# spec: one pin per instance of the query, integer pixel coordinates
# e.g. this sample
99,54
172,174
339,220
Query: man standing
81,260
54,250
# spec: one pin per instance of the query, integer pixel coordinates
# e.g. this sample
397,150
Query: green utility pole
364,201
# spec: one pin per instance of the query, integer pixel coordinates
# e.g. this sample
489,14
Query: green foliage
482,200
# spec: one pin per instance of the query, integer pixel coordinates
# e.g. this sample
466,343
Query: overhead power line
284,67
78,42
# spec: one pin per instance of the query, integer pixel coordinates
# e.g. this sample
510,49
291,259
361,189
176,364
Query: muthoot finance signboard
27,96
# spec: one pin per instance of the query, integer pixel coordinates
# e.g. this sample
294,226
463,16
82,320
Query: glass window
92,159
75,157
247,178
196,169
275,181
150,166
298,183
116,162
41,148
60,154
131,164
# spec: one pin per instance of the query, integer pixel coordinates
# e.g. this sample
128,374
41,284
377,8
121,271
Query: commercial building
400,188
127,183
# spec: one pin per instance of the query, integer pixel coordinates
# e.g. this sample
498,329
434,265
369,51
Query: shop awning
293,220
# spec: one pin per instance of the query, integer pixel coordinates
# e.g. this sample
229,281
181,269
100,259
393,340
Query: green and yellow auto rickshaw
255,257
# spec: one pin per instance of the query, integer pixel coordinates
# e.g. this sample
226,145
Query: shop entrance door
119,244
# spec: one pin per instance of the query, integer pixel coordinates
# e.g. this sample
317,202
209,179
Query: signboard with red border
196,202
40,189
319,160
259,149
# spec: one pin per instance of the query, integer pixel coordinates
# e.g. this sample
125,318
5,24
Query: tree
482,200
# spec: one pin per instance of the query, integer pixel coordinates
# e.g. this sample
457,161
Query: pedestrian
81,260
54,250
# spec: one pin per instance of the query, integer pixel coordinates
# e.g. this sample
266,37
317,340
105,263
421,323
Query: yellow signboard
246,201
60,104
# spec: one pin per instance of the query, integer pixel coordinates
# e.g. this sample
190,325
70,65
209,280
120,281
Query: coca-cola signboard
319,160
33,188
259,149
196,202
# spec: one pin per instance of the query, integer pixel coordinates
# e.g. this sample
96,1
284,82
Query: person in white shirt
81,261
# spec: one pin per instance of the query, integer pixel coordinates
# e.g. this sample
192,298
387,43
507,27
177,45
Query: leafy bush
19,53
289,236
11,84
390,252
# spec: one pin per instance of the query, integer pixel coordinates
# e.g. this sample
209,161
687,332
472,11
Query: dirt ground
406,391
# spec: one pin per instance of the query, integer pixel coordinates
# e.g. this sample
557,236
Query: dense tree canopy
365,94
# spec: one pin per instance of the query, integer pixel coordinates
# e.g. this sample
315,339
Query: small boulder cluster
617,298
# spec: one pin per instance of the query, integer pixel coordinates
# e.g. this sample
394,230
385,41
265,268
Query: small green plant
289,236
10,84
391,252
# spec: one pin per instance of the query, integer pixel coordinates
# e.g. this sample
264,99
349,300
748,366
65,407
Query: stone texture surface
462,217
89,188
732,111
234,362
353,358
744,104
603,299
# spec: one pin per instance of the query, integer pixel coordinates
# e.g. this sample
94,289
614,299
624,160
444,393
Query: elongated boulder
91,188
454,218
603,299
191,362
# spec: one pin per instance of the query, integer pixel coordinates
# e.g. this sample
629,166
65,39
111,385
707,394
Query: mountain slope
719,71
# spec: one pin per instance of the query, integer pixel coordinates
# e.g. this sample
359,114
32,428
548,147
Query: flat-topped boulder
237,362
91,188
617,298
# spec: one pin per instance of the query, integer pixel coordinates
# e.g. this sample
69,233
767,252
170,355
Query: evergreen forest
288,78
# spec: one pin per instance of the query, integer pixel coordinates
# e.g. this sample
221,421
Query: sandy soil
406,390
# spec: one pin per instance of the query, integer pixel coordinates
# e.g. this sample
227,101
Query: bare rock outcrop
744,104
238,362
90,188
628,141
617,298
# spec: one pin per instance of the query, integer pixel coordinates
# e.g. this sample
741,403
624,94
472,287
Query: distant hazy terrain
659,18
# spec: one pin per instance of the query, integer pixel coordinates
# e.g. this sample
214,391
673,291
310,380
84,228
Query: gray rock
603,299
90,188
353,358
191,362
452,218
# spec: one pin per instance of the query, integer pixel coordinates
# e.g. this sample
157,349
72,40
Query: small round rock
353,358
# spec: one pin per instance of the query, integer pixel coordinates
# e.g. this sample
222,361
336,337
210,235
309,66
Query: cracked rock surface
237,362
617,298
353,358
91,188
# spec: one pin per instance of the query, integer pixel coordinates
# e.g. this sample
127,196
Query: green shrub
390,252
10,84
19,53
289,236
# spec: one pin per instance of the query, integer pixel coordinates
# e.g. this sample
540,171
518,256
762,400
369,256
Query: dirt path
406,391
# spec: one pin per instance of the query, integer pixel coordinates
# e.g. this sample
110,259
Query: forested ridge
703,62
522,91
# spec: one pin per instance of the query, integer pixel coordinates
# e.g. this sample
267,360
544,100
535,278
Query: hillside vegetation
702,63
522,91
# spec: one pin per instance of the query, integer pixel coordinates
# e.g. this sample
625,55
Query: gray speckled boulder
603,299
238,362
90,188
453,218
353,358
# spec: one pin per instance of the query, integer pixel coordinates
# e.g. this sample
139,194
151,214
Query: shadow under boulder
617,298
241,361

_Instructions to follow_
All of the entries must be quoted exactly; please include each one.

_Result for this task_
# spec: one pin per instance of the query, integer pixel coordinates
# e.g. this sample
99,54
172,174
339,220
Query: man standing
81,260
54,250
# spec: one pin per instance of the query, integer pixel coordinates
# e.g. this sample
397,150
Query: green utility pole
364,201
# spec: one pin per instance of the query, integer pixel coordinates
# e.g. this sample
489,14
Query: green foliage
482,200
# spec: one pin per instance of the query, integer pixel coordinates
# e.g. this sample
466,343
Query: overhead power line
284,67
78,42
# spec: one pin per instance of the query, integer pixel coordinates
# e.g. this sample
510,49
291,259
361,189
176,364
Query: muthoot finance signboard
27,96
# spec: one pin per instance of the query, integer pixel coordinates
# e.g. this sample
294,226
463,16
82,320
Query: glass window
92,159
75,157
247,178
196,169
275,181
150,166
298,183
116,162
41,148
60,154
131,164
# spec: one pin per instance of the query, integer pixel coordinates
# e.g. this sample
128,374
41,284
377,8
121,271
Query: commercial building
400,188
127,183
# spec: one pin per instance of the query, integer pixel coordinates
# e.g. this sample
498,329
434,265
369,51
Query: shop awning
293,220
# spec: one pin per instance of the query, integer pixel coordinates
# e.g. this sample
229,281
181,269
100,259
393,340
Query: green and yellow auto rickshaw
255,257
# spec: one pin per instance of the query, integer pixel coordinates
# e.g. this sample
226,145
Query: shop entrance door
119,244
# spec: one pin per instance of the query, integer pixel coordinates
# e.g. this sample
317,202
209,179
Query: signboard with red border
196,202
40,189
319,160
259,149
# spec: one pin per instance of the query, integer pixel coordinates
# e.g. this sample
125,318
5,24
Query: tree
482,200
# spec: one pin per instance of the query, integer pixel coordinates
# e.g. this sample
457,161
Query: pedestrian
81,260
54,250
# spec: one pin per instance of the query, integer pixel coordinates
# e.g. this sample
266,37
317,340
105,263
421,323
Query: yellow signboard
246,201
60,104
# spec: one pin per instance of the query, integer pixel coordinates
# e.g. this sample
190,325
70,65
209,280
120,281
Query: coca-cola signboard
319,160
33,188
259,149
196,202
# spec: one pin per instance of the query, integer pixel coordinates
# e.g. this sample
96,1
284,82
Query: person in white shirt
81,261
# spec: one pin per instance of the query, integer pixel coordinates
# e.g. this sample
192,298
387,43
507,27
177,45
Query: leafy bush
19,53
289,236
11,84
390,252
# spec: one pin per instance of the query, integer pixel coordinates
# e.g. this sample
209,161
687,332
472,11
Query: dirt ground
406,391
# spec: one pin per instance of the query, integer pixel coordinates
# e.g. this sample
557,236
Query: dense tree canopy
365,94
# spec: one pin per instance of the query, integer pixel coordinates
# e.g. this sample
315,339
Query: small boulder cluster
617,298
# spec: one pin per instance of the query, integer pixel coordinates
# e.g. this sample
394,230
385,41
265,268
Query: small green plant
289,236
10,84
391,252
# spec: one pin per instance of the query, integer pixel coordinates
# e.g. this sample
264,99
349,300
748,366
65,407
Query: stone texture surface
462,217
89,188
732,111
234,362
353,358
744,104
603,299
# spec: one pin per instance of the query, integer pixel coordinates
# e.g. this sample
94,289
614,299
624,160
444,393
Query: elongated boulder
91,188
454,218
603,299
191,362
# spec: one pin per instance of the query, integer pixel coordinates
# e.g. this sample
629,166
65,39
111,385
707,394
Query: mountain slope
719,71
# spec: one pin per instance of the query, integer pixel coordinates
# e.g. this sample
359,114
32,428
548,147
Query: flat-topped boulder
237,362
91,188
617,298
# spec: one pin per instance of the query, integer pixel coordinates
# e.g. this sample
69,233
767,252
170,355
Query: evergreen forest
288,78
# spec: one pin per instance of the query, integer pixel coordinates
# e.g. this sample
221,421
Query: sandy soil
406,390
# spec: one pin per instance of the query, integer pixel coordinates
# e.g. this sample
227,101
Query: bare rock outcrop
744,104
238,362
90,188
628,141
617,298
# spec: one pin per instance of the query, integer pixel coordinates
# e.g. this sample
741,403
624,94
472,287
Query: distant hazy terrain
659,18
# spec: one pin per instance of the query, integer pixel coordinates
# e.g. this sample
214,391
673,291
310,380
84,228
Query: gray rock
603,299
90,188
353,358
191,362
452,218
# spec: one pin per instance of the query, integer pixel coordinates
# e.g. this sample
157,349
72,40
Query: small round rock
353,358
# spec: one pin per instance of the query, integer pixel coordinates
# e.g. this sample
222,361
336,337
210,235
309,66
Query: cracked rock surface
237,362
617,298
353,358
91,188
# spec: one pin per instance of the query, integer pixel coordinates
# e.g. this sample
127,196
Query: green shrub
390,252
10,84
19,53
289,236
# spec: one pin per instance of the query, integer pixel coordinates
# e.g. this sample
540,171
518,256
762,400
369,256
Query: dirt path
406,391
# spec: one pin per instance of the query, integer pixel coordinates
# e.g. this sample
110,259
Query: forested ridge
703,62
522,91
# spec: one pin per instance of the query, integer pixel coordinates
# e.g. this sample
267,360
544,100
535,278
Query: hillside vegetation
702,63
522,91
# spec: one pin per instance of the query, integer pixel coordinates
# e.g. this sample
625,55
Query: gray speckled boulder
603,299
238,362
90,188
453,218
353,358
# spec: one pin per instance of the query, integer pixel coordinates
# e.g. this sample
139,194
151,214
Query: shadow under boulder
617,298
241,361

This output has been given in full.